(Exercise passage):
########

In the meantime, landlords are continuing to sell off their buy to let properties even while the demand for rented accommodation soars and a London council joins forces with Airbnb to tackle fraudulent payments for illegal sub-letting.

Let’s take a closer look.

Rightmove house price index

Although the house price index has registered a minor fall – down 1.3% over the month of August – this is a regular seasonal dip in the market, suggests the online listings website Rightmove.

Buyers are enjoying their holidays rather than scouring the property market for a new home, but some sellers are offering competitive asking prices for a quicker sale and the opportunity to complete a move this side of Christmas.

While supply is improving somewhat, there is still a huge imbalance in demand, which is 4% lower than at its height last year but still some 20% higher than before the pandemic.

The recent 0.5% increase in the base lending rate is making mortgages more expensive. The average monthly repayment for a first-time buyer who put down a 10% deposit has climbed above £1,000 for the first time.

########

(Dataset extract):
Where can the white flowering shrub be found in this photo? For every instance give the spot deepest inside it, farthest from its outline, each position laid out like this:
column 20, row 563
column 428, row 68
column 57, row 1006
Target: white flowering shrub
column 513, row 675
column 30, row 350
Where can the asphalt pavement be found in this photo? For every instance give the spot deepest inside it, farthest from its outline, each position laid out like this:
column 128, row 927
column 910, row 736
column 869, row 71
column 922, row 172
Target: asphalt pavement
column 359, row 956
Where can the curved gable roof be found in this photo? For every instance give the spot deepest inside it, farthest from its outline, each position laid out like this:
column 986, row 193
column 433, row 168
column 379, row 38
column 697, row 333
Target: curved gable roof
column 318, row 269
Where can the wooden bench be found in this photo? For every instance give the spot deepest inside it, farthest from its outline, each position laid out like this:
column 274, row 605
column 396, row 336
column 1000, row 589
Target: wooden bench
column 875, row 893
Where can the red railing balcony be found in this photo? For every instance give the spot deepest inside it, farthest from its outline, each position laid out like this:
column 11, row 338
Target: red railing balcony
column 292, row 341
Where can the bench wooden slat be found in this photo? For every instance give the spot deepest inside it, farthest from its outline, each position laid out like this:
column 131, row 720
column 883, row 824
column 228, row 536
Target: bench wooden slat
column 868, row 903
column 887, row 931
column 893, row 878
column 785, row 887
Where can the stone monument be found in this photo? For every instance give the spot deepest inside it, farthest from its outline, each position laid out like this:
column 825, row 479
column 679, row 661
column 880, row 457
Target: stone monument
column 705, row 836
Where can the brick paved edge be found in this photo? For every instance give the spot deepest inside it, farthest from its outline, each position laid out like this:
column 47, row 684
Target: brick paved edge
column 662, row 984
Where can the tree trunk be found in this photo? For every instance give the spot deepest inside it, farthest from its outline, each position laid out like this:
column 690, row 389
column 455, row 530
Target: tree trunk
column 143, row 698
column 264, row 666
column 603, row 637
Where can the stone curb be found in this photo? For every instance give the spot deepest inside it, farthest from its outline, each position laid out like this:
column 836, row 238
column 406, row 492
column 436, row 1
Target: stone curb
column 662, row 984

########

(Directions):
A) Copy the property market text word for word, from "Let’s take a" to "listings website Rightmove.".
B) Using the property market text, answer each question on its own line:
(i) By what percentage did the house price index fall over the month of August?
(ii) How much higher than before the pandemic is demand still said to be?
(iii) Above what amount has the average monthly repayment for a first-time buyer with a 10% deposit climbed?
C) Continue the property market text from its final sentence.

(Results):
A)
Let’s take a closer look.

Rightmove house price index

Although the house price index has registered a minor fall – down 1.3% over the month of August – this is a regular seasonal dip in the market, suggests the online listings website Rightmove.

B)
(i) 1.3%
(ii) Some 20% higher
(iii) £1,000

C)
Properties suffer ‘down valuations’ as banks fear house price falls

Surveyors and valuers are “down valuing” properties in some parts of the country in anticipation of a further fall in house prices, according to a story in the Telegraph newspaper on the 23rd of August.

In some cases, sales have already been agreed but banks and mortgages have then refused to grant sufficient advances to cover the price and that has left potential buyers scrabbling desperately for the cash.

Inflation and the current crisis in the cost of living are likely to herald an end to the post-pandemic house market boom, some banks and building societies appear to believe.

First-time buyers struggle to buy near the sea as house prices rise

Nonetheless, first-time buyers continue to be priced out of the housing market in their chosen spots beside the seaside, according to a story in the Daily Mail on the 24th of August.

Homes along Britain’s coasts became especially sought-after in the immediate aftermath of the pandemic and prices shot up accordingly. Salaries – and those of first-time buyers in particular – have simply failed to keep up.

Recent analysis suggests that among the top ten locations to have suffered declining affordability for first-time buyers at least half were in, or close to, coastal resorts.

An example is provided by the location that appeared top of that particular list. This was Adur in West Sussex, where the average price for a typical home bought by a first-time buyer is now more than 11 times the average salary for the area – before the pandemic, in 2019, it was recorded as less than 9 times.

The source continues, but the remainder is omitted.